▶ _THE EXERCISE_: Extend the forum discussion below on choosing between a trike and a velomobile, picking up after its final line.

▶ _TEXT_:

────────────────────────────────────────

# Trike or velomobile?



## PaulM (29 Oct 2015)

Most velomobiles are trikes of course, but you know what I mean. Don't think I can justify having both so which? Velomobiles are expensive, heavy and fragile but provide speed on flats and downhills and weather protection. Maybe some protection in the event of a collision too. Trikes are cheaper, lighter and fast on downhills but you get wet feet and in winter cold feet with them. Most velomobiles are full suspension. The full suspension ICE and HPV trikes are most of the cost of a velomobile. Not sure.


----------



## starhawk (29 Oct 2015)

Well it would depend what time of year you ride, I'm a summerbiker so I'm happy with my trike, but if I where a all-round-year biker a velomobile would be a good choice, or you could go for a shell so you can be a triker in the summer and a velomobilist the rest of the year.


----------



## PaulM (29 Oct 2015)

It would certainly be for all year round use. The other consideration is being able to leave it in a public place for the day whilst working and to return to it with the expectation that it won't have been damaged.


----------



## starhawk (29 Oct 2015)

Would expect a velomobile to be safer then a trike in a public place, there are lots of small things on a trike that can be pilfered a velo on the other hand can be locked keeping your things reasonable safe


----------



## PaulM (29 Oct 2015)

Just noticed that Trisled now have a European dealer for the Rotovelo, see http://eurovelo.net/home.html


----------



## voyager (29 Oct 2015)

There is a Rotovelo ( green dustbin ) living near Chichester 
The guy does a lot of commuting in his and is pleased with it 

regards emma


----------



## MarkF (29 Oct 2015)

I've only seen a velomobile on holidays in The Netherlands, never ever seen one in the UK, I would love to try one and think they are beautiful. For that reason I say go for the velomobile.


----------



## Smokin Joe (29 Oct 2015)

A guy I sometimes see round here has a yellow one, he seems to be shifting at a fair rate of knots on the flat. I've never had a chance to speak to him as we have always been going in opposite directions.


----------



## PaulM (29 Oct 2015)

I know of "Johnsosore" the guy in Chichester who bought the green Rotovelo reviewed in VeloVision. Might try to get in touch to have a closer look. I have also seen a yellow Mango or Quest going in the other direction on the A3 north of Portsmouth towards Waterlooville but don't know who that was. And there's "HedgeHog" with the white Go-One 3 in the Southampton area. So I wouldn't be the only velonaut in the area


----------



## classic33 (29 Oct 2015)

MarkF said:


> I've only seen a velomobile on holidays in The Netherlands, never ever seen one in the UK, I would love to try one and think they are beautiful. For that reason I say go for the velomobile.


At least one in Saltaire!


----------



## voyager (29 Oct 2015)

────────────────────────────────────────

▶ _RECORDED DATA_:
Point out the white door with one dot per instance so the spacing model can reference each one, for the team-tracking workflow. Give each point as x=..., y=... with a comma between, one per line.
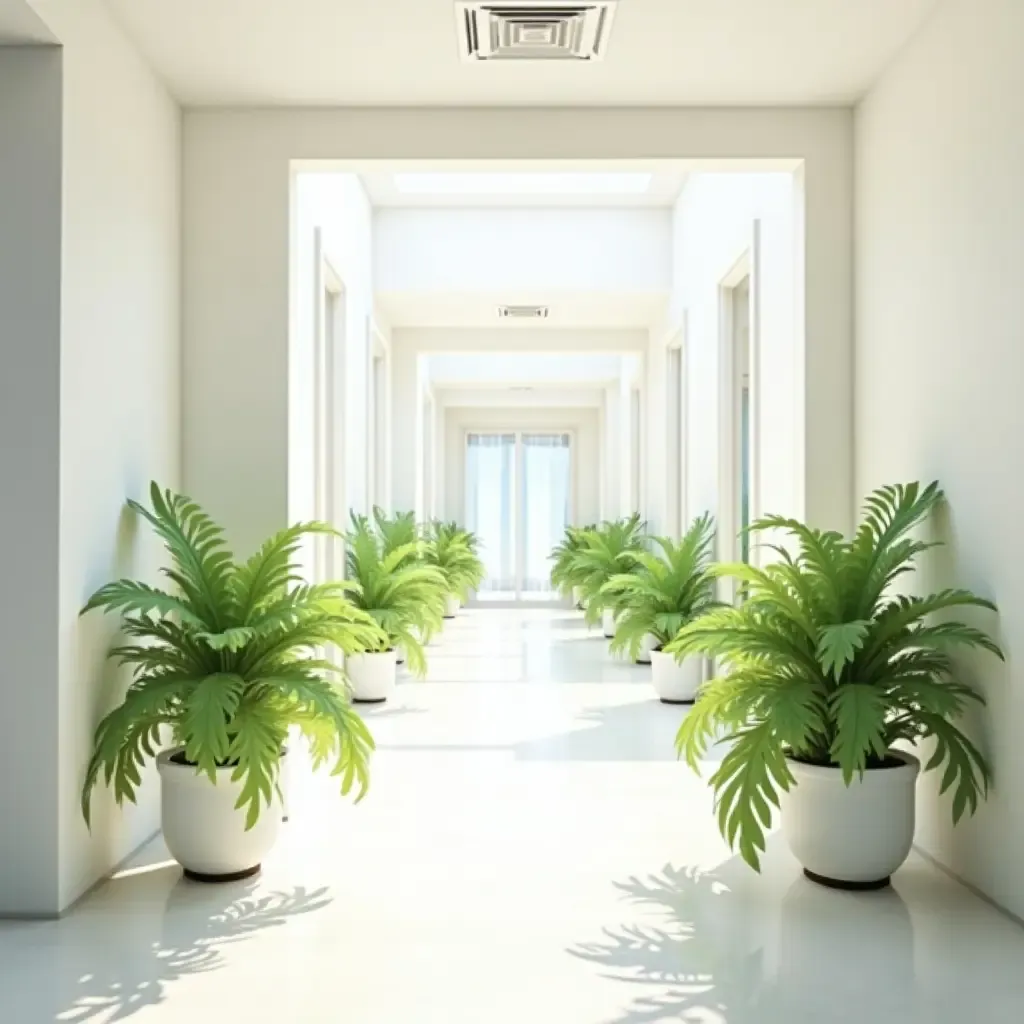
x=518, y=502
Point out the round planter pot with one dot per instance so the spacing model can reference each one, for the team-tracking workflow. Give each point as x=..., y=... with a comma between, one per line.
x=646, y=646
x=851, y=837
x=608, y=623
x=202, y=827
x=675, y=682
x=373, y=676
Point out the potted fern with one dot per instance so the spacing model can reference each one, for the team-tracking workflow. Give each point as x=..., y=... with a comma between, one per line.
x=603, y=553
x=453, y=551
x=223, y=666
x=402, y=595
x=665, y=590
x=566, y=576
x=827, y=675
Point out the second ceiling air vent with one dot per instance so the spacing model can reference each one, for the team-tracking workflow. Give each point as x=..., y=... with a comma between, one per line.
x=522, y=312
x=535, y=30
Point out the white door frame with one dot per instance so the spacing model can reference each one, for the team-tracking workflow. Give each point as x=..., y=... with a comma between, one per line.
x=745, y=266
x=677, y=450
x=330, y=309
x=519, y=495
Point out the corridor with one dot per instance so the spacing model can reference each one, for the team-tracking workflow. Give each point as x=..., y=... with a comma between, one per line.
x=529, y=851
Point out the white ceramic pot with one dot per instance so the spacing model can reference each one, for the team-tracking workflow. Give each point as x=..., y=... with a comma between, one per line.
x=851, y=837
x=373, y=675
x=204, y=830
x=646, y=646
x=675, y=682
x=608, y=623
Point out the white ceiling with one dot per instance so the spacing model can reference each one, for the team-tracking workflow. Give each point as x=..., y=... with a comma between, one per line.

────────────────────────────────────────

▶ _RESPONSE TO THIS EXERCISE_:
I have Johns email address , We met up the last time we went caravaning down in Selsey , we were on the 20/20 e-trikes 






He has been down to LeMans in it a couple of months ago , great chap to talk to but a little slow in answering emails 

I am still playing with the idea of a home built 4 wheeled velo hence the trike to quad conversion , 

It is only a prototype for the real thing but I want to get it right before I start the "proper job "





Currently we are sorting out all the little problems before we start to build a new chassis and start from scratch and fit the body shell , A friend of mine has a Fantoms nephew ( an offshoot of the fantom ) he has built and motorized with 2 dickie seats for his sons . he is in Sweden here is a photo 
he used a ply and glass fibre coating for his bodyshell and it featured in a Swedish newspaper .





regards emma


----------



## PaulM (5 Nov 2015)

I couldn't bring myself to buy a velomobile because of their weight, fragility and cost. The Alleweder A4 and Rotovelo are adequately robust but both heavier than I would like. The Rotovelo ticks many of my boxes despite having no suspension, but the cost is 5999 euros.So I've ordered a trike. Would anyone like to guess what it is?


----------



## markg0vbr (27 Dec 2015)

In Europe some people get a velomobile income from advertising.
http://www.velomobil.no/about_us.htm

But aside from this if you live in a hilly place you might think about a 250w asist if you go with a velomobile.
Go to the e-waw websight for the artical regarding this.


----------



## starhawk (28 Dec 2015)

I use a 250W assist to go up hills but I dont have a velo, I just don't like creeping up hills. A velo is very convenient if it starts to rain but as I ride in the summer it kind of shuts you in, you loose that feeling of being "in the experience" which I love.


----------



## voyager (28 Dec 2015)

Then have a winter velo and a summer trike perhaps ?

.........Then you get the best of both worlds 



regards emma


----------



## BlackPanther (29 Dec 2015)

I'm an all year round commuter. Obviously I prefer to ride in warm sunshine, but it's amazing how comfortable you can be in the most horrendous conditions if you have the right gear. I've switched from the Rapto to the Trice for Winter, and with a Windwrap front fairing to keep the feet warm, thermal clothing, neck tube etc I've survived what the British weather has thrown at me. Obviously, if funds permitted I'd have a nice Mango Sport or similar, but I'm restricted to 2nd hand trikes. And I love it!!!!


----------



## starhawk (31 Dec 2015)

voyager said:


> Then have a winter velo and a summer trike perhaps ?
> 
> .........Then you get the best of both worlds
> 
> ...



Well the thought has occurred to me, but I dont cycle that much and winter cycling is not appealing to me, I like it when it is warm and sunny outside and winter is just a cold dark period you have to endure until it is summer again


----------



## byegad (2 Jan 2016)

Depends how fast you really are.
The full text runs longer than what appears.